Objective. Switch "smiling face" to "happy face" and reproduce the records from the line containing "teeth in the photo above." down to the end of the records, with every other part left as it stands.
═════ Listed entries
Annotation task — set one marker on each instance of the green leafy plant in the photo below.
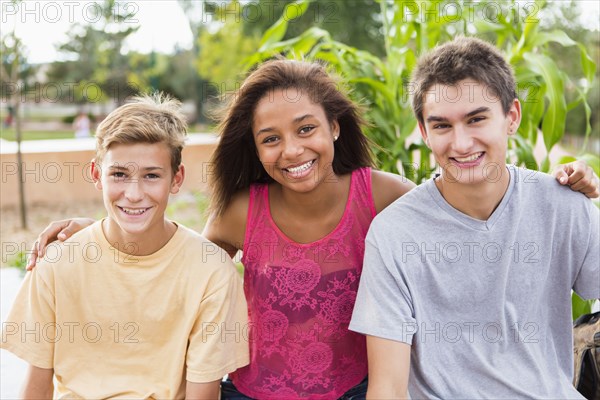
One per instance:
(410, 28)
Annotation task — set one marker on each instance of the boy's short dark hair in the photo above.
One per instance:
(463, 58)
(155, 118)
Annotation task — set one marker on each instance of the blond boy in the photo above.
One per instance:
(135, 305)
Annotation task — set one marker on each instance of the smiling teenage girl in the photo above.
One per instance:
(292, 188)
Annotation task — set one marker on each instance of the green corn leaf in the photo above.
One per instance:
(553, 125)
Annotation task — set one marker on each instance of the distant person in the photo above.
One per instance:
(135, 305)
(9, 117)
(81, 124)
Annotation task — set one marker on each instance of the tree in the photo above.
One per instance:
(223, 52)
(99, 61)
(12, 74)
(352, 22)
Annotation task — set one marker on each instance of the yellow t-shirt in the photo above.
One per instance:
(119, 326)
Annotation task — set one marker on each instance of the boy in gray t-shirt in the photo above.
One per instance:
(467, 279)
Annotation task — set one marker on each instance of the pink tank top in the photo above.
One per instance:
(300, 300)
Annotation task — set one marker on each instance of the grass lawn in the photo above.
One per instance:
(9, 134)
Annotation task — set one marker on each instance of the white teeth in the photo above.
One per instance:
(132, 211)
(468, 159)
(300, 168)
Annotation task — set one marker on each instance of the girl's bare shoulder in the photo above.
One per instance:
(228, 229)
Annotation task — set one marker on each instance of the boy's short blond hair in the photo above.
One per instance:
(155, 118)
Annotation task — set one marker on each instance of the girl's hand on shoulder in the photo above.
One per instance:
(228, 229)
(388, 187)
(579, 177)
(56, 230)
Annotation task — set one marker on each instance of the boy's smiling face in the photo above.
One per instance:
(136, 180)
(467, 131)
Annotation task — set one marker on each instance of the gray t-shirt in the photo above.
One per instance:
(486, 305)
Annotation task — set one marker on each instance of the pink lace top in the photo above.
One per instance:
══════════
Result of this task.
Annotation task — set one marker on each instance of the white teeth in the photo above.
One per instance:
(132, 211)
(468, 159)
(300, 168)
Annotation task — set one marker on each instance of the girl's bare shoulder in the photo above.
One per instance:
(228, 229)
Annotation task — set one marker on each instance of the boy's short blond hair in the photo above.
One per instance:
(155, 118)
Annotation task — set one marker on each instance of the girl's hand on shoulder in the photo above.
One per instance:
(228, 229)
(388, 187)
(579, 177)
(56, 230)
Annotation task — set one marker on each instance of the boy's happy face in the photo above.
One per instance:
(136, 180)
(467, 131)
Annotation task — set one marker on each instance of the gray t-shirt in the photo above.
One per instance:
(486, 305)
Annotation task — set one marker on each instance of the pink lace top in the photo above.
One per instance:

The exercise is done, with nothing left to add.